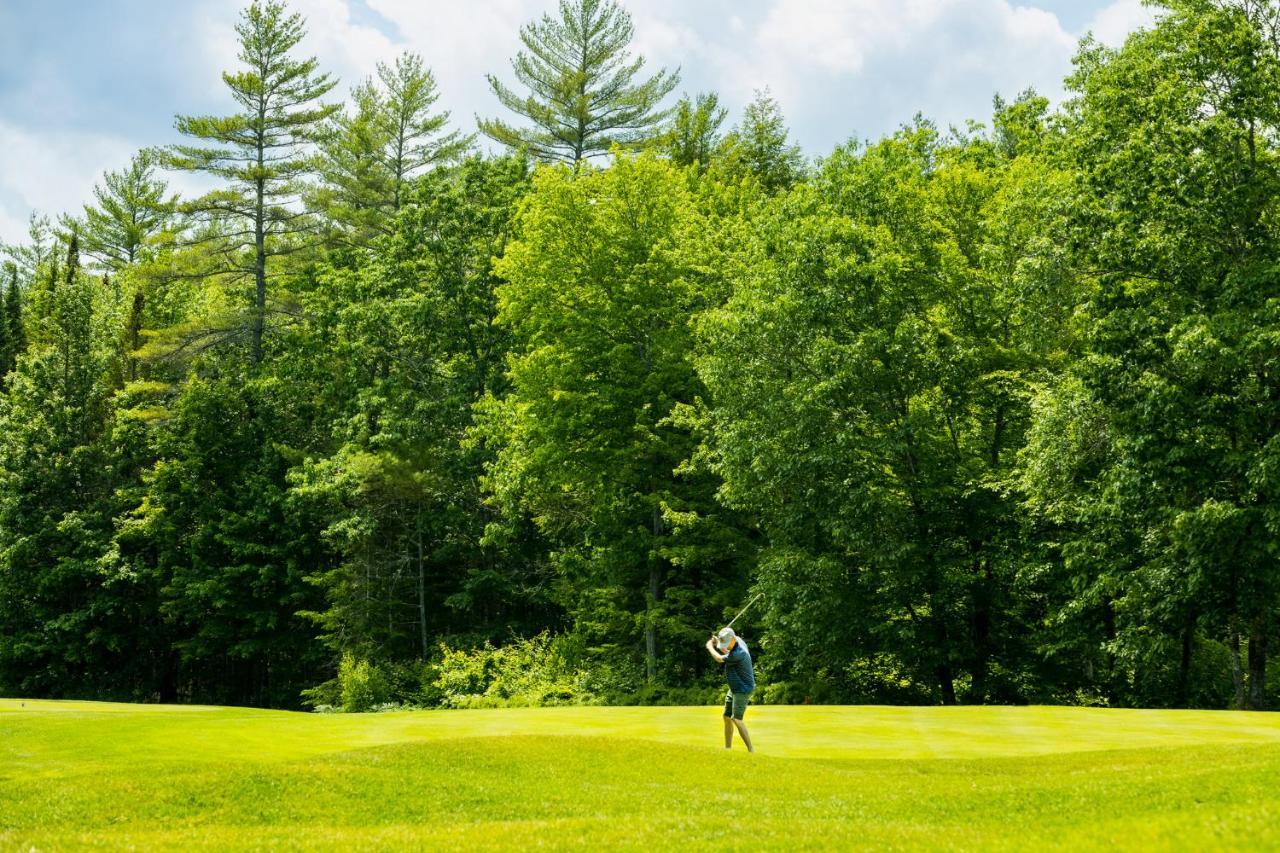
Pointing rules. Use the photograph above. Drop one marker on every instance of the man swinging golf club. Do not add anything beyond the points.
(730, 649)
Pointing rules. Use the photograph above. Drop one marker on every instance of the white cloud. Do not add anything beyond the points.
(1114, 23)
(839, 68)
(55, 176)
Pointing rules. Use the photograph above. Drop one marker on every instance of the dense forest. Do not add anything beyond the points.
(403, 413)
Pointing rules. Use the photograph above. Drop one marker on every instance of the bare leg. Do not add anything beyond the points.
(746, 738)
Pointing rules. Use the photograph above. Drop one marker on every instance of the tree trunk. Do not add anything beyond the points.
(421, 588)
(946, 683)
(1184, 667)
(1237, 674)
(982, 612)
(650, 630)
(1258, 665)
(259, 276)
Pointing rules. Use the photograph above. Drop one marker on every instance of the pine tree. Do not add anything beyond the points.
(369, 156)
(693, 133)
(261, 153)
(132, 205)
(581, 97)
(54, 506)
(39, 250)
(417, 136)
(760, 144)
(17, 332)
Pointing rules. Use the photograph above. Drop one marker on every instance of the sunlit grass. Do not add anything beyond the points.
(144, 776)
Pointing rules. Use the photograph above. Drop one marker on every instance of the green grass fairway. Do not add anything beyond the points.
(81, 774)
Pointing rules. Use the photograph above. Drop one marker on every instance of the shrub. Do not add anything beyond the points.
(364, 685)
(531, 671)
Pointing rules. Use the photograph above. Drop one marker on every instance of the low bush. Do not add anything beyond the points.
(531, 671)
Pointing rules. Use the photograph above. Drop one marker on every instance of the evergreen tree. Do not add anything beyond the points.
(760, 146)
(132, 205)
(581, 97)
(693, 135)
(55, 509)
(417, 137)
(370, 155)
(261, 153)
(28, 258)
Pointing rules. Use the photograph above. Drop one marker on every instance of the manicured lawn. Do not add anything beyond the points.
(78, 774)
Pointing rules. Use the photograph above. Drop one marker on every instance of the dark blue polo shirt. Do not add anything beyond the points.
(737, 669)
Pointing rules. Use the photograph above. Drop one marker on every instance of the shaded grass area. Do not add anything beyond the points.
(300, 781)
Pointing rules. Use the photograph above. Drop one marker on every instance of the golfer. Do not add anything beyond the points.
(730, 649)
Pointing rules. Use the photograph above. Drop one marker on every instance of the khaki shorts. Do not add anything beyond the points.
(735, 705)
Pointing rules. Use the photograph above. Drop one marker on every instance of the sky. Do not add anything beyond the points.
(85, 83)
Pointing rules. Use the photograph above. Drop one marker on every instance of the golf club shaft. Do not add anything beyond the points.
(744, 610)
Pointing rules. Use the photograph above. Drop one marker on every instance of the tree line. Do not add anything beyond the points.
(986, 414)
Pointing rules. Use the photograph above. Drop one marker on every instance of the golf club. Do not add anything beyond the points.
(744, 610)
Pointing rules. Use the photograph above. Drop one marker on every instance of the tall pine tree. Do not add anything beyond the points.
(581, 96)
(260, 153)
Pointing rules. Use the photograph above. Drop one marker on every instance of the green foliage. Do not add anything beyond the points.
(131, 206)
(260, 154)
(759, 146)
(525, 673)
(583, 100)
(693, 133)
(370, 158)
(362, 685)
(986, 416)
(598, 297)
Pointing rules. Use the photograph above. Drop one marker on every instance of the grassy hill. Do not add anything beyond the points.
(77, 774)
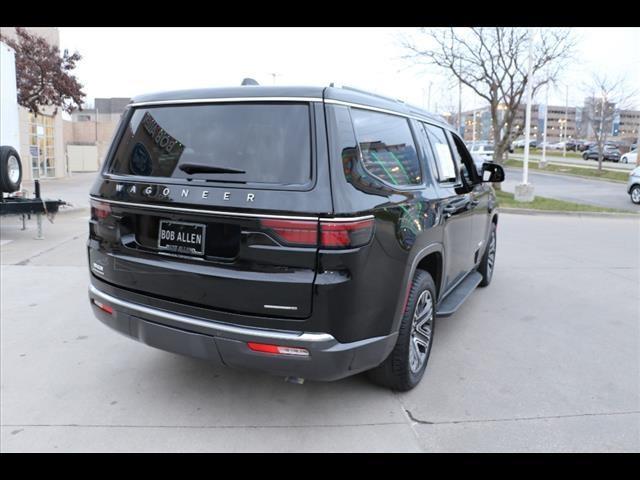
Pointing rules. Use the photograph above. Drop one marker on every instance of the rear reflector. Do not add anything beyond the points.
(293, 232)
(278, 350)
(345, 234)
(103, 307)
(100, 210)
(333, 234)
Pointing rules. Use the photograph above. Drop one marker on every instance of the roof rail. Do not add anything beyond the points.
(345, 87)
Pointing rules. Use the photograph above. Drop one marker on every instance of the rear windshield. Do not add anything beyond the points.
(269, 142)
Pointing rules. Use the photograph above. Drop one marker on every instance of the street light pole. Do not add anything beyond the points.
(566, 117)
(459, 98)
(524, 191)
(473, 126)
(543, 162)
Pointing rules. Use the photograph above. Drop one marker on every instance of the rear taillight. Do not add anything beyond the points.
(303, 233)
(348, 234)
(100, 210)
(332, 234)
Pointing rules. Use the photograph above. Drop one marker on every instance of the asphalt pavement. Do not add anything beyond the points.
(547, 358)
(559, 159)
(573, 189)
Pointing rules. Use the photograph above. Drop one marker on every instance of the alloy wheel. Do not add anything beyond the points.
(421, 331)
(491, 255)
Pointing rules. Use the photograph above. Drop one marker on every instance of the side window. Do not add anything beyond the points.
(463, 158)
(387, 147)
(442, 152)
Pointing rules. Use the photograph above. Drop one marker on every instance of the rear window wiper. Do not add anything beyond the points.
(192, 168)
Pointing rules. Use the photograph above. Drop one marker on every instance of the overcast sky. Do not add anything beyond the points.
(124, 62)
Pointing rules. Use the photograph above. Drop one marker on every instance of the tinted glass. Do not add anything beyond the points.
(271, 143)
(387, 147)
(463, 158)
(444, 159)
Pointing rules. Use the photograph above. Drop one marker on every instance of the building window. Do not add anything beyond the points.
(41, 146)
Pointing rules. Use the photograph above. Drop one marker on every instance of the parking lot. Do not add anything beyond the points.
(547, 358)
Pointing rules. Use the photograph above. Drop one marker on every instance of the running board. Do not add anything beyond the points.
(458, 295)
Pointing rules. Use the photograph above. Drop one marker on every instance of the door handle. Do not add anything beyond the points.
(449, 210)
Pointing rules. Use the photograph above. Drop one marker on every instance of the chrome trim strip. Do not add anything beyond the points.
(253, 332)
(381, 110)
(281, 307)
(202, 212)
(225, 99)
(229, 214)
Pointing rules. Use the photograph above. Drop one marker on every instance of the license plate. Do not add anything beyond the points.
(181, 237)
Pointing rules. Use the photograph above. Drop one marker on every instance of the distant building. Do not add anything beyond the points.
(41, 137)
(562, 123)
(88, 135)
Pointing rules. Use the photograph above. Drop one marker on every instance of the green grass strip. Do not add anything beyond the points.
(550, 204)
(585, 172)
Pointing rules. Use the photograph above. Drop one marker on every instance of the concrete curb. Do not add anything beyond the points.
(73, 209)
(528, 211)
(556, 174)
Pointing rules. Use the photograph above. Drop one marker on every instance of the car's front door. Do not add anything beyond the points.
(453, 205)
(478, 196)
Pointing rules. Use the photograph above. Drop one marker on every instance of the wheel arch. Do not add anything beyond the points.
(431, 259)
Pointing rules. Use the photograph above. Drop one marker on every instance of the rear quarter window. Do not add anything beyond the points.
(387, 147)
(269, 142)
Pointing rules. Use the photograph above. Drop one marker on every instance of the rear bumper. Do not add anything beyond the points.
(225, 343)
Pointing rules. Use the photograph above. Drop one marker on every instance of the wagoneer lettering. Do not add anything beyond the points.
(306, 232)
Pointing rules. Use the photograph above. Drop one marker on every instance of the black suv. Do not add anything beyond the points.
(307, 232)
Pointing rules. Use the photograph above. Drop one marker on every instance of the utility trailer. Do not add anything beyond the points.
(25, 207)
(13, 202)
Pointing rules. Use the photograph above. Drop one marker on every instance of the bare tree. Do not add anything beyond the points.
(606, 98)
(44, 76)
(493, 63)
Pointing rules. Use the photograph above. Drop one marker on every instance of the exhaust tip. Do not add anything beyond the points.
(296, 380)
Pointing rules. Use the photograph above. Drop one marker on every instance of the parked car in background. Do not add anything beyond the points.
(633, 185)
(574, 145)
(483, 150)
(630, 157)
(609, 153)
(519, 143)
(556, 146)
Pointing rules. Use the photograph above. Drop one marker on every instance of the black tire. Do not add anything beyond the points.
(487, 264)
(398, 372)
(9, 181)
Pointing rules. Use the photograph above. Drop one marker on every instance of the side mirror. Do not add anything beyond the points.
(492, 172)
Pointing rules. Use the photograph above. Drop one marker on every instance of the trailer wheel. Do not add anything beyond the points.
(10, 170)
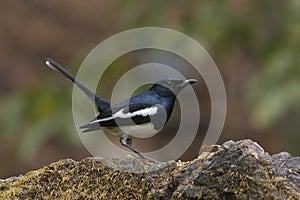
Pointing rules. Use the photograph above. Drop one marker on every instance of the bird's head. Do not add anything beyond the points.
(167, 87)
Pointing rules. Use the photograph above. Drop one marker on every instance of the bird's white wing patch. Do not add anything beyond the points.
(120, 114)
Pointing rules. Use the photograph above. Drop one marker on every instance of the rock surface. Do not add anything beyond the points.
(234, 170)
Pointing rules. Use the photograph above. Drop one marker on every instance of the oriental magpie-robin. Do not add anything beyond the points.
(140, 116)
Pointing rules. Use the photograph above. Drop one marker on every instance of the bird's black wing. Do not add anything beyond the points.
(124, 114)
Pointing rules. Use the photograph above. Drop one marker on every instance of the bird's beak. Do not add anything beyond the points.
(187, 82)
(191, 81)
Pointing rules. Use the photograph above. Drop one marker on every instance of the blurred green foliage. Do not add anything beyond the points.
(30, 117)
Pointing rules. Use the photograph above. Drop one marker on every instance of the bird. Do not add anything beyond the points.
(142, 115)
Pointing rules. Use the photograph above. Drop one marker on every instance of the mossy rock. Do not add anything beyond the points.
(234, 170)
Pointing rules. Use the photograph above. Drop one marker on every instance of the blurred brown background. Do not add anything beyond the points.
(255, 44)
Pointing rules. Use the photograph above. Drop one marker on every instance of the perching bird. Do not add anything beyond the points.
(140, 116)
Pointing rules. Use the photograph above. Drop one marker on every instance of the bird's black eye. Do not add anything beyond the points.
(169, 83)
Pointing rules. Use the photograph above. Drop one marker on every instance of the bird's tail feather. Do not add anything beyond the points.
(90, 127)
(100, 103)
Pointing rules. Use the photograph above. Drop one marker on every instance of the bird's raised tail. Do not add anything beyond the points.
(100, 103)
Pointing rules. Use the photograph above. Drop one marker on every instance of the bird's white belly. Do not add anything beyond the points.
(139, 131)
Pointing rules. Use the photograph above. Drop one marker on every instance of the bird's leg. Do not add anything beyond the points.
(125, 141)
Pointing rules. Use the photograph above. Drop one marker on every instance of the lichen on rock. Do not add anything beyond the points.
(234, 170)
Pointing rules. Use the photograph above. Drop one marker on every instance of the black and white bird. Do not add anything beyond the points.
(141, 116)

------------------------------------------------------------------------

**WHAT THE TASK REQUIRES**.
Repeat only what runs from the line holding "tail. Do not add anything beyond the points." to the end of the data, keeping every line exactly as written, first and last included.

**RESPONSE TO THE TASK**.
Pointing rules. Use the photograph above. Drop one marker on every instance of the bird's raised tail. Do not add anything beyond the points.
(100, 103)
Pointing rules. Use the photograph above. Drop one marker on every instance of the bird's white belly. Do not add anything beyond the points.
(139, 131)
Pointing rules. Use the photograph above. Drop one marker on every instance of the bird's leg. Do not add anything beyond the points.
(125, 141)
Pointing rules. Use the photograph above. Drop one marker on every instance of the lichen on rock. Do not add anything beyond the points.
(234, 170)
Pointing rules. Use the photograph above. Drop one marker on every instance of the black and white bird. Do not add anything beyond the points.
(141, 116)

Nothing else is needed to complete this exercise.